Goal of the exercise
Copy out the records word for word, starting at the very beginning and continuing through the line that contains "pixel 125 275".

[Point labeling dataset excerpts]
┌──

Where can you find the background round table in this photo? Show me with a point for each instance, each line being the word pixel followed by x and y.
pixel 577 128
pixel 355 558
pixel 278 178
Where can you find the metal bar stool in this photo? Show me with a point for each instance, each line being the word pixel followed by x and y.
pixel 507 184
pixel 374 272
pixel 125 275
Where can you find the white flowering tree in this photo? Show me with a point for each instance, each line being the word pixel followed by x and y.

└──

Problem solution
Where can you find the background round table in this photo? Show me with a point for each instance, each line being the word pixel followed by x and y.
pixel 577 128
pixel 355 558
pixel 278 178
Where can you find the metal bar stool in this photo? Show me with a point for each instance, each line being the word pixel followed by x and y.
pixel 507 184
pixel 374 272
pixel 125 275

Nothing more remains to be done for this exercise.